- WHAT YOU WILL DO
Reproduce the items starting at the line containing "Put a dot on each instance of the red" and running through the end of the items, both ends included, with every "Pins" changed to "Marks" and nothing else altered.

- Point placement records
━━━
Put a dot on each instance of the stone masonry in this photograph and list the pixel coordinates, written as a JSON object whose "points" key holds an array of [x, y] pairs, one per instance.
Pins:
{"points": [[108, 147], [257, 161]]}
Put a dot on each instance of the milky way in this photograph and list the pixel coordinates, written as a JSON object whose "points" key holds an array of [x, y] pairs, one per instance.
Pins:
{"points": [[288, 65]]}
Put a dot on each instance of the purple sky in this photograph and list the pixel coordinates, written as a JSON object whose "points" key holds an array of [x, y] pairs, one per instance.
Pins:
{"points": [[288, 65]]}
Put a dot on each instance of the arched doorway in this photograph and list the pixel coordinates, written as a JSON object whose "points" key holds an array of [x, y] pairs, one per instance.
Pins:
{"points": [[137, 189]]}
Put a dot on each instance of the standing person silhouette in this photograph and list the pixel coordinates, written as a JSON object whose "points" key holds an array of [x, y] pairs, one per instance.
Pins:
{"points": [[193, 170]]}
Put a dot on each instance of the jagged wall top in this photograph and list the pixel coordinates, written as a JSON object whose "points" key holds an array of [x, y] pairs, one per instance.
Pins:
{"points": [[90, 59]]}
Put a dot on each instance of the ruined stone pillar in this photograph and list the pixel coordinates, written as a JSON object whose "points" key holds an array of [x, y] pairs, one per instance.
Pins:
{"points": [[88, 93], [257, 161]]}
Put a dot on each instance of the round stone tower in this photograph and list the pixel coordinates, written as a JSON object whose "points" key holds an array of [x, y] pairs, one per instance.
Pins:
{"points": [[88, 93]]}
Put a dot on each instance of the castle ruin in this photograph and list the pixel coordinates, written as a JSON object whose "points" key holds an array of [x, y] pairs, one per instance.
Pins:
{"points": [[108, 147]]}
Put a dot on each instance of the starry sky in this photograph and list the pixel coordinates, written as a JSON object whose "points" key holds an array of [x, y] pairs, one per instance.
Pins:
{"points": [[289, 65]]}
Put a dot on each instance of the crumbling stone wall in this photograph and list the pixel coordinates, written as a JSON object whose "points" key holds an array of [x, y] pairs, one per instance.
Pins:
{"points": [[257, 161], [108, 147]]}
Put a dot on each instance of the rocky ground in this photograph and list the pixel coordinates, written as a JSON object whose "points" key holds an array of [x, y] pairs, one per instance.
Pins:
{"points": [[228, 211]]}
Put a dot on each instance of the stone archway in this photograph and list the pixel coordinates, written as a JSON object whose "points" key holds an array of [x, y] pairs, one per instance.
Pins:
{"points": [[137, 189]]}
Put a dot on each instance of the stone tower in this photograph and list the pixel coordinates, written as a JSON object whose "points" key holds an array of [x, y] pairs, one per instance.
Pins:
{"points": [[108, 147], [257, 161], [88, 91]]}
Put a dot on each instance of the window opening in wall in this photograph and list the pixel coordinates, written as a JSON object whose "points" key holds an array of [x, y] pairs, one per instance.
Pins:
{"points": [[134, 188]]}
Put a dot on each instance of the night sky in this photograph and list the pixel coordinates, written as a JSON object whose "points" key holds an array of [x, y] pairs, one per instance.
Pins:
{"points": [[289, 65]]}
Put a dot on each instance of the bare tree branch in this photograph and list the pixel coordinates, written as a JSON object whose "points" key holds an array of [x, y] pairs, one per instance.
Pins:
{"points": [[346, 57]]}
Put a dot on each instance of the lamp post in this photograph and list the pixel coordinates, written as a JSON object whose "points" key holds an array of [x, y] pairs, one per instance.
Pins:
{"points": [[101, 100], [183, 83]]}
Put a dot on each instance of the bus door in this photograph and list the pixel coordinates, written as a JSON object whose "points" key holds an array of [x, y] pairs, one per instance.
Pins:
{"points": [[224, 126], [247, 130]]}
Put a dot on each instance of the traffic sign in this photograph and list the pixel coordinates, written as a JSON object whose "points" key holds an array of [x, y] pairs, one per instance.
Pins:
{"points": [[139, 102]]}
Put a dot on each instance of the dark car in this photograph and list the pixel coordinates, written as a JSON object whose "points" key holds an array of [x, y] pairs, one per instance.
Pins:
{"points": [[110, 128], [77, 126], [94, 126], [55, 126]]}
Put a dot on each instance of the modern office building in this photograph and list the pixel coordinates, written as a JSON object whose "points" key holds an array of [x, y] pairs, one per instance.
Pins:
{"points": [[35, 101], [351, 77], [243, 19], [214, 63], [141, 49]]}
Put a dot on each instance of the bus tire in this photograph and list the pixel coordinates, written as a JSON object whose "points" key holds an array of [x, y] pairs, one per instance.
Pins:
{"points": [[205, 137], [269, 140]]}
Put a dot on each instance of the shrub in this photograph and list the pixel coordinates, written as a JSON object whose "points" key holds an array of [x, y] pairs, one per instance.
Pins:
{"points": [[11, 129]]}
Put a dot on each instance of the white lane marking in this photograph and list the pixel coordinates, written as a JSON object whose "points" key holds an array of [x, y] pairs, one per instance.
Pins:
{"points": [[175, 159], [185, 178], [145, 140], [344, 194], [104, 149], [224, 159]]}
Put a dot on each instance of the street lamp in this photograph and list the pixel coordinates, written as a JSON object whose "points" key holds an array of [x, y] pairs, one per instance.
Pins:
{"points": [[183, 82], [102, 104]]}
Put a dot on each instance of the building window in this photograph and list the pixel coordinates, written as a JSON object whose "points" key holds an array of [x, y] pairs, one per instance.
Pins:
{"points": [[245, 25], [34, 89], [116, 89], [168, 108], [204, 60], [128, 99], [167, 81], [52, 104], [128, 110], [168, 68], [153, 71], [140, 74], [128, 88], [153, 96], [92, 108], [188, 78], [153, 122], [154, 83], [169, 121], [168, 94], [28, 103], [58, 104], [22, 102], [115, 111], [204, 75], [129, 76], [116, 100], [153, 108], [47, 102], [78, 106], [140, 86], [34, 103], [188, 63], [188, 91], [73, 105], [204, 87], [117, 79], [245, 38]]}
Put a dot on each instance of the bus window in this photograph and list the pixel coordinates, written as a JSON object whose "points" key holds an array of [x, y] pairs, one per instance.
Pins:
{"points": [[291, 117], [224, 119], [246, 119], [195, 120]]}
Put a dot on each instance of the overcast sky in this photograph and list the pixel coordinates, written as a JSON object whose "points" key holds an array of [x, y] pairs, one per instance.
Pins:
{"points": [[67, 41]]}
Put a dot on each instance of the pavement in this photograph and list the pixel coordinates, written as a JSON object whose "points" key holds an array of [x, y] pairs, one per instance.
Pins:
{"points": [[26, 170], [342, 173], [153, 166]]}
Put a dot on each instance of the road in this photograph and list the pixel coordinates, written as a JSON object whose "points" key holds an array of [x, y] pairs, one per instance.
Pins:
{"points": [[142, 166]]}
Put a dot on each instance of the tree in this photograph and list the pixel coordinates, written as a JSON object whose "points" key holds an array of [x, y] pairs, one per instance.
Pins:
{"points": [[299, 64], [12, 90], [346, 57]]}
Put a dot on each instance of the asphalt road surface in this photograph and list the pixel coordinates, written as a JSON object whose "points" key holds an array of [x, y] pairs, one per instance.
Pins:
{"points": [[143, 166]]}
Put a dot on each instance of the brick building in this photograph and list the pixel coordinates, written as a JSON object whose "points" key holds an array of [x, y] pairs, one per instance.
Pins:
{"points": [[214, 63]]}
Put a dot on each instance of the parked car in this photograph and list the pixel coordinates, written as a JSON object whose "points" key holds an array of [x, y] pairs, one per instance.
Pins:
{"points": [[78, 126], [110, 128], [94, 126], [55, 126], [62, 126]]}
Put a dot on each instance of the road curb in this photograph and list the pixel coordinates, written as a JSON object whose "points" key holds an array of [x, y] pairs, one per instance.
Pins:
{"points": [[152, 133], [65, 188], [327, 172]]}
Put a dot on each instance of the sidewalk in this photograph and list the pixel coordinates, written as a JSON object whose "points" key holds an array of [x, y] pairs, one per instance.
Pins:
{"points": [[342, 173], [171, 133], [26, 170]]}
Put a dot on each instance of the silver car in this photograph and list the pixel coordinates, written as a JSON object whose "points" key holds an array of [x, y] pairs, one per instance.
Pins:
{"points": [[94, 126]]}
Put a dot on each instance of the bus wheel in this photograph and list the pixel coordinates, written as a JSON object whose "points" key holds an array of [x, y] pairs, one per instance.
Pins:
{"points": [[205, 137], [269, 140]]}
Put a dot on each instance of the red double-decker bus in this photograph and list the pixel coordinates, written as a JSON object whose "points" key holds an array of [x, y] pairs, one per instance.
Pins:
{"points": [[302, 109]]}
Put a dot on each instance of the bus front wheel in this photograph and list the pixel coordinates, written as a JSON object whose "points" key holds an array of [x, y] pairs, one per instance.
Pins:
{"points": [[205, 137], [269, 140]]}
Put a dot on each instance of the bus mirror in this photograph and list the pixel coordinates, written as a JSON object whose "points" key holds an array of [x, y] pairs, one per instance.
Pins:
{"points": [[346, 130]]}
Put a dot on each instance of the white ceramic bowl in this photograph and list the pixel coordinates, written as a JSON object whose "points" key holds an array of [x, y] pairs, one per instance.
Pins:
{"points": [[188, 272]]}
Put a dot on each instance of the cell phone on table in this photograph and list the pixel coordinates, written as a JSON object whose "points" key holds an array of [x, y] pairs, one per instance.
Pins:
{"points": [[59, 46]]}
━━━
- RESPONSE FOR THIS EXERCISE
Put a dot on each instance of the red double-decker bus in this photograph and list the pixel coordinates, written as a JSON object whose "points" key holds an array of [x, y] pairs, one per instance.
Marks:
{"points": [[302, 109]]}
Put a dot on each instance of the bus front wheel in this photograph and list the pixel coordinates, written as a JSON object whose "points" key holds an array of [x, y] pairs, one per instance.
Marks:
{"points": [[205, 137], [269, 140]]}
Put a dot on each instance of the bus mirror in this photograph and list the pixel coordinates, written as a JSON object whose "points" key holds an array of [x, y] pairs, one per instance.
Marks:
{"points": [[346, 130]]}
Put a dot on each instance of the white ceramic bowl in this photograph and list the pixel coordinates, written as a JSON object whose "points" key holds an array of [x, y] pairs, one per instance.
Marks:
{"points": [[188, 272]]}
Put a dot on each instance of the cell phone on table in this photograph and list the pixel coordinates, written as a JSON object whose "points" key holds an array of [x, y] pairs, one per instance.
Marks:
{"points": [[59, 46]]}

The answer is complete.